══ Material shown
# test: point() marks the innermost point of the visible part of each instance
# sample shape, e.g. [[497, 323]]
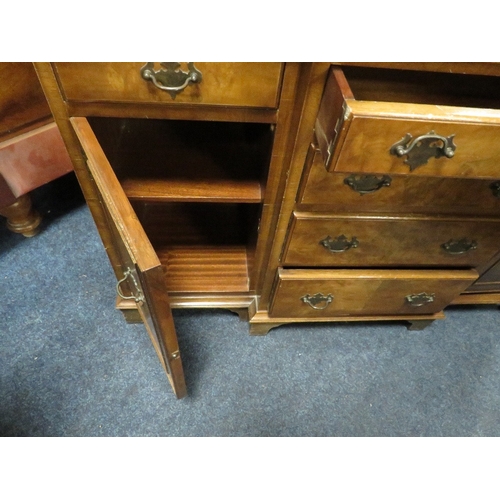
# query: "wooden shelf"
[[205, 269], [209, 190]]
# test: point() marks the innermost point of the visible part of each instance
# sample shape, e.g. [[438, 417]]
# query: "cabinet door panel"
[[142, 277]]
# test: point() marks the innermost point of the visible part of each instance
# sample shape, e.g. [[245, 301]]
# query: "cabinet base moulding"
[[261, 323]]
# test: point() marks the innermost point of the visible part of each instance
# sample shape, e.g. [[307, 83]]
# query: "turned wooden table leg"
[[21, 217]]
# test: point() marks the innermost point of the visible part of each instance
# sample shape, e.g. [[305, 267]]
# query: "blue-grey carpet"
[[71, 366]]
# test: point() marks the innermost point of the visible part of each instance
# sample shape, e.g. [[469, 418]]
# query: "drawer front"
[[319, 240], [425, 137], [348, 192], [227, 84], [319, 293]]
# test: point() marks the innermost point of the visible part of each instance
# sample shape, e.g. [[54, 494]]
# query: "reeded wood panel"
[[370, 292], [223, 84], [390, 241], [398, 194]]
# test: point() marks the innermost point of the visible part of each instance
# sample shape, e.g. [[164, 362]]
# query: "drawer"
[[381, 241], [221, 84], [348, 192], [319, 293], [400, 121]]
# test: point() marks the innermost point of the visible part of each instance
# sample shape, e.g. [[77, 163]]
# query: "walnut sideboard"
[[287, 192]]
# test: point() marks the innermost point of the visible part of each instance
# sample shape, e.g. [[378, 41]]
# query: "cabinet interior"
[[423, 87], [198, 189]]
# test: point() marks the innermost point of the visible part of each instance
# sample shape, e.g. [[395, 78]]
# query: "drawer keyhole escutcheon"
[[365, 184], [314, 301], [421, 149], [459, 247], [339, 244], [420, 299], [171, 79]]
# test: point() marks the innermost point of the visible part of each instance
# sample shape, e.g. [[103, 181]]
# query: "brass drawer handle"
[[139, 298], [364, 184], [314, 300], [339, 244], [420, 299], [171, 79], [459, 247], [422, 148]]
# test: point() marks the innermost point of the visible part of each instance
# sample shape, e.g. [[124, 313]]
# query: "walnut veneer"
[[272, 190]]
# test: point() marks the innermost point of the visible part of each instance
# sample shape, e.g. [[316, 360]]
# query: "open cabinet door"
[[142, 277]]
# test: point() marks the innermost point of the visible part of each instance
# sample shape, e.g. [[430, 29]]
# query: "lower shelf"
[[205, 269]]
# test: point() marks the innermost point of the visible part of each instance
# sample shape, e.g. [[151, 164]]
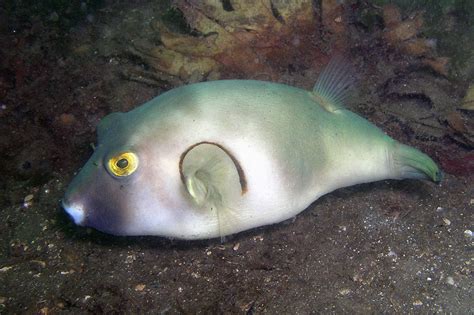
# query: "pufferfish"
[[215, 158]]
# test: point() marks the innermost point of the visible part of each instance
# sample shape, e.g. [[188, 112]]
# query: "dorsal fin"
[[334, 85], [214, 180]]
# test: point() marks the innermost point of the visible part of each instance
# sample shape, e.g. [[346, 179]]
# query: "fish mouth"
[[75, 211]]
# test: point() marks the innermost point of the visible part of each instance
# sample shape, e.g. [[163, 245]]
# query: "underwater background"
[[385, 247]]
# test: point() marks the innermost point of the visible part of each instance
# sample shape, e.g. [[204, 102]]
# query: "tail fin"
[[409, 162]]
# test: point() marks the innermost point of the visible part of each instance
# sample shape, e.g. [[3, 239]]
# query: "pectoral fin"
[[335, 85], [214, 180]]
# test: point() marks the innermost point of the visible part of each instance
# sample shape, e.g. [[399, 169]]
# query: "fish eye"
[[123, 164]]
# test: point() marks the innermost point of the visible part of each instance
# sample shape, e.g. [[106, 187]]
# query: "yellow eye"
[[123, 164]]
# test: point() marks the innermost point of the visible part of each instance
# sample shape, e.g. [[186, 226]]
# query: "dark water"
[[391, 246]]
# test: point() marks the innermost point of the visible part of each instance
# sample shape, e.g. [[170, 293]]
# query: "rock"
[[456, 121], [439, 64], [67, 120], [403, 31], [241, 37], [391, 15], [418, 46]]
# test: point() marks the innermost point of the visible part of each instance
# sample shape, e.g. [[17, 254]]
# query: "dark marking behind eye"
[[240, 171]]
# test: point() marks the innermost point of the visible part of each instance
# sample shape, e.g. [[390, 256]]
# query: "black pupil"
[[122, 163]]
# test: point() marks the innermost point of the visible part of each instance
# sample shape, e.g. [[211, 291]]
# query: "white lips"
[[76, 212]]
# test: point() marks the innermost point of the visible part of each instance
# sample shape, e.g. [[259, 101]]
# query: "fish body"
[[216, 158]]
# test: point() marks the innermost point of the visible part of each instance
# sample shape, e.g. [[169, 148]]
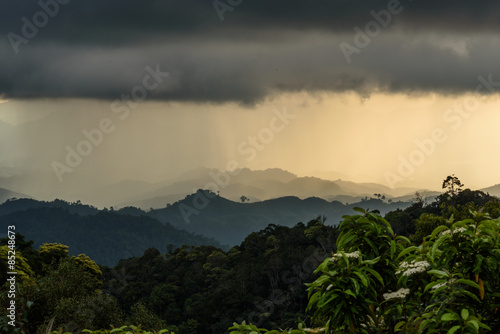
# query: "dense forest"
[[276, 277], [108, 235]]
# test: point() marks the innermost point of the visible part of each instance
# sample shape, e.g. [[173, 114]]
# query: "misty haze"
[[249, 166]]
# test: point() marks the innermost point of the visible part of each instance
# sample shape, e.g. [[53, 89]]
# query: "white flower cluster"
[[353, 255], [401, 293], [414, 267], [437, 286]]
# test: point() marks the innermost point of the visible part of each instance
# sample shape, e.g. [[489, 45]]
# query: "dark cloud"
[[100, 49]]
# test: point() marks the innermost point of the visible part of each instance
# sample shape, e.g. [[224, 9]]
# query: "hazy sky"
[[399, 93]]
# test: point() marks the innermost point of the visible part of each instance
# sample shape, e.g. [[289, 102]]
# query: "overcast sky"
[[399, 93]]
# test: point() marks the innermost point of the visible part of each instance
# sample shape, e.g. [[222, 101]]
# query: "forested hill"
[[199, 219], [106, 237], [230, 222]]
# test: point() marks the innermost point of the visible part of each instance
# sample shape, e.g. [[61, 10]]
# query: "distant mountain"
[[106, 237], [24, 204], [6, 194], [219, 220], [258, 185]]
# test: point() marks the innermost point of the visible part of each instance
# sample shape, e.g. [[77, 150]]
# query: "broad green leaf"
[[465, 314], [431, 284], [407, 250], [437, 230], [468, 282], [362, 276], [438, 273], [474, 324]]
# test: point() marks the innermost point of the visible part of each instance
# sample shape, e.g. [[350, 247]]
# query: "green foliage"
[[53, 253], [130, 329], [243, 328], [147, 319], [379, 283], [349, 289]]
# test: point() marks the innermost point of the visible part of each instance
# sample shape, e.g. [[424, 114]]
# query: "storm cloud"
[[100, 50]]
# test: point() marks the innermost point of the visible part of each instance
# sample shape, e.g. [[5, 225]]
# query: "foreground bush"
[[378, 282], [122, 330]]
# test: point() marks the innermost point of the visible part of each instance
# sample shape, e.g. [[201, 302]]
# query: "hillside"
[[6, 194], [257, 185], [230, 222], [106, 237], [219, 220]]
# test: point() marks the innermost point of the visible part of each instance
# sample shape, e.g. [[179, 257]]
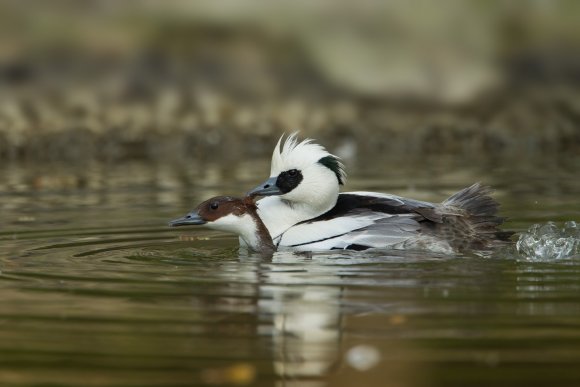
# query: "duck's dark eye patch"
[[288, 180]]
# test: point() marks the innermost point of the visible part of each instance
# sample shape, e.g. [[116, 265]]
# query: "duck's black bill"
[[267, 188], [188, 220]]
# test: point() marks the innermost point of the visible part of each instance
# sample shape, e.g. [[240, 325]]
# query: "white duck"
[[304, 210]]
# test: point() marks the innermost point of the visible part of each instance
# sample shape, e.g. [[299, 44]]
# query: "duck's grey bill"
[[267, 188], [187, 220]]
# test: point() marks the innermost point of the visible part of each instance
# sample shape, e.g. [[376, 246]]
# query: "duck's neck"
[[257, 237], [278, 215]]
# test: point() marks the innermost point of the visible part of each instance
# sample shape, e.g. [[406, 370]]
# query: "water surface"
[[97, 291]]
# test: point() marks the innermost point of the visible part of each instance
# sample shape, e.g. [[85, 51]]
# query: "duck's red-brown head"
[[231, 214]]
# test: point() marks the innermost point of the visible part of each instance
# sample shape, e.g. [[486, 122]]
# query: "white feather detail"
[[294, 154], [372, 229]]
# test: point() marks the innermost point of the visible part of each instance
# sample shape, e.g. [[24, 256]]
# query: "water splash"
[[546, 242]]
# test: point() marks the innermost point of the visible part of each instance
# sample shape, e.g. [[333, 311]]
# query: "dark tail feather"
[[480, 211]]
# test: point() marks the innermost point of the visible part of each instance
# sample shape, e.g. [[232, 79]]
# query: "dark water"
[[95, 290]]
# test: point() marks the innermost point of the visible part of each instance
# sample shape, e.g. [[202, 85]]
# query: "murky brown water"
[[95, 290]]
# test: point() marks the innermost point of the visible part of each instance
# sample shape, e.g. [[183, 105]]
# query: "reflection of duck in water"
[[234, 215], [305, 211]]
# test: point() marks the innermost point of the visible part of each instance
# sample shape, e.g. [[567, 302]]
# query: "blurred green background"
[[110, 80]]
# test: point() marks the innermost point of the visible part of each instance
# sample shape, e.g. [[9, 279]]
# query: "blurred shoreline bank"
[[110, 82]]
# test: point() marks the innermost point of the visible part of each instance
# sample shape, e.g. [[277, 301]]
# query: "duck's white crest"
[[294, 154]]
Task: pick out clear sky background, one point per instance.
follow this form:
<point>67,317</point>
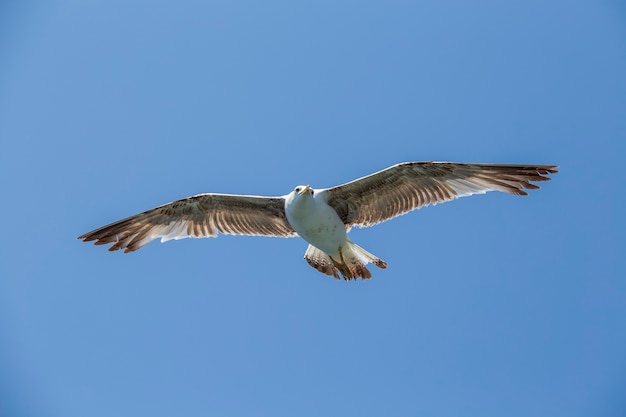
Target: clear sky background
<point>493,305</point>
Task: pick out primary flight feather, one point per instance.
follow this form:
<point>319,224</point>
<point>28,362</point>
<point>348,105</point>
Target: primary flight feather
<point>324,216</point>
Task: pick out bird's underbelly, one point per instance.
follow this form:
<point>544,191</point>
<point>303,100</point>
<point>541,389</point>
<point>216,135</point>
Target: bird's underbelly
<point>322,229</point>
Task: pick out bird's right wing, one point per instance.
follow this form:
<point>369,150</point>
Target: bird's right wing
<point>404,187</point>
<point>203,215</point>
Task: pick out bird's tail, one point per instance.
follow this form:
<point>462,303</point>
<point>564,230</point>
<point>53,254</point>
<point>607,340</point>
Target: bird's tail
<point>350,261</point>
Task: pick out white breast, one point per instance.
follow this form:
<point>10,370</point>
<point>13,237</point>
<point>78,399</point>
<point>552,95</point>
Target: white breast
<point>315,221</point>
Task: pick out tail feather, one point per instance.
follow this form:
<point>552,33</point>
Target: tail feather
<point>350,261</point>
<point>320,261</point>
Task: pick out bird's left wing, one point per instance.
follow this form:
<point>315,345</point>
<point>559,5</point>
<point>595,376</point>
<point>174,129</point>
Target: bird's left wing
<point>404,187</point>
<point>203,215</point>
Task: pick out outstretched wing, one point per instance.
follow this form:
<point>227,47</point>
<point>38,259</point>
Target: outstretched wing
<point>203,215</point>
<point>408,186</point>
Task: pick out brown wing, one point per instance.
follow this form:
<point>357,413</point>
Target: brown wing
<point>408,186</point>
<point>202,215</point>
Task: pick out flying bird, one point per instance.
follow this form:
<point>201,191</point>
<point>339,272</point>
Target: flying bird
<point>323,217</point>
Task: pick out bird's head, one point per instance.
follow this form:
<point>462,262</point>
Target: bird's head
<point>303,189</point>
<point>300,194</point>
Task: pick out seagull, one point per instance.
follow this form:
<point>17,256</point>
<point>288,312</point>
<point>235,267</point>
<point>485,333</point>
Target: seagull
<point>323,217</point>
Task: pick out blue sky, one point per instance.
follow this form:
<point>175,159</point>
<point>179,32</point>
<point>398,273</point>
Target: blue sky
<point>492,305</point>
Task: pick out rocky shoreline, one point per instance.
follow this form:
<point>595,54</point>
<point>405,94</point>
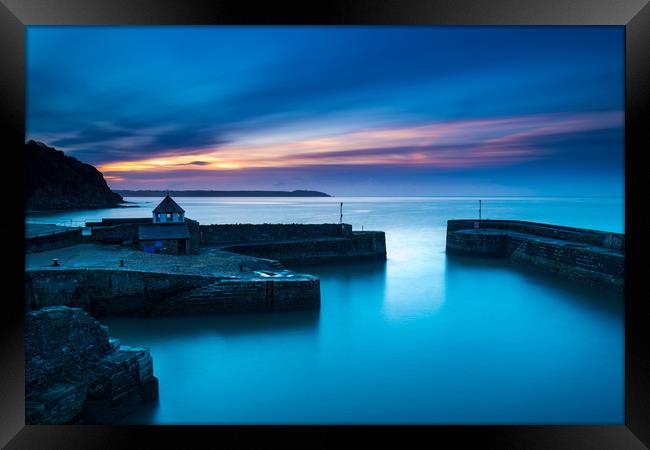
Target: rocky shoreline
<point>76,374</point>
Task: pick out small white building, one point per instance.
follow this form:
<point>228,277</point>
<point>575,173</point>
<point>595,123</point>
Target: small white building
<point>168,211</point>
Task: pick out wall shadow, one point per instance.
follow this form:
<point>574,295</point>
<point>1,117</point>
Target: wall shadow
<point>599,300</point>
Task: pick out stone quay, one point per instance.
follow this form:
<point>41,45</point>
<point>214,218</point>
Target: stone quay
<point>594,258</point>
════
Please reproduce exactly the lines in the listing above from the one containing "# sample shape, e.g. [[299, 44]]" through the one containing "# sample shape, e.g. [[567, 302]]", both included, and nothing more.

# sample shape, e.g. [[299, 44]]
# query: "duck's grey bill"
[[267, 188], [187, 220]]
# test: point() marks the innermost point of the visible part of each instance
# sample shape, e.g. [[376, 246]]
# query: "duck's neck"
[[257, 237], [278, 215]]
# test: point() marks the innermost point of the visible part of each instance
# sample shape, e.g. [[406, 370]]
# query: "water surface"
[[97, 291]]
# test: point() marks the innermost point of the visible part of each instance
# sample shape, e.g. [[85, 51]]
# query: "duck's red-brown head"
[[231, 214]]
# test: point() marks the innermost point of the visible part of each instance
# sample shape, e.g. [[486, 122]]
# query: "white feather detail"
[[294, 154], [372, 229]]
# test: point() marks the innermost point of the visible part of each instance
# sample shape, e.g. [[24, 256]]
# query: "water splash"
[[546, 242]]
# test: point() marks the innermost point of the visible part of each instance
# sample shape, e.g. [[333, 311]]
# query: "dark tail feather"
[[480, 211]]
# test: point() marks the innermost point of the visible part of each instance
# sample shape, e.g. [[232, 79]]
# query: "dark water"
[[95, 290]]
# test: point() marks the innermost point of the visible part of each instance
# sample shape, e.g. [[202, 85]]
# query: "murky brown water"
[[95, 290]]
# test: point() marks the innermost point of the visible part of each instance
# sample shape, e.g. [[183, 105]]
# query: "reflection of duck in water"
[[234, 215], [305, 211]]
# test: point() marks the innermost point of the visible part of each instance
# sample shape, e.g. [[567, 302]]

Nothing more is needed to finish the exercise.